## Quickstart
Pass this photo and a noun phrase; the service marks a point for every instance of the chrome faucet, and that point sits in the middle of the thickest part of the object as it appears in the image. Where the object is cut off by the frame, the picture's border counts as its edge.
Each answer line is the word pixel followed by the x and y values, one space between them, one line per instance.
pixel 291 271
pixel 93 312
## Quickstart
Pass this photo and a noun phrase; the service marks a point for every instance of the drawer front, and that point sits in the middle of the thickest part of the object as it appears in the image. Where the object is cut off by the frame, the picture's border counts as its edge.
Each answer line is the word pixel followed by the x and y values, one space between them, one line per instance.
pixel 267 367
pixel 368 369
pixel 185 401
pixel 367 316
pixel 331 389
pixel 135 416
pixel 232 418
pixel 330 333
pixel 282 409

========================================

WHAT IS ASKED: Take the records from their first line through the line containing "pixel 93 312", switch "chrome faucet" to "brass faucet", and write out only those lines with nothing else changed.

TASK SOLUTION:
## Quickstart
Pass this photo and a noun phrase; the service marks a point for every instance of the brass faucet, and that point sits in the middle of the thickest part of the object as it appears in the image. Where the object is cut off by the frame, the picture's border counts as its edge.
Each answer line is the word pixel followed by the x and y values, one space between them, one line per instance.
pixel 291 271
pixel 93 312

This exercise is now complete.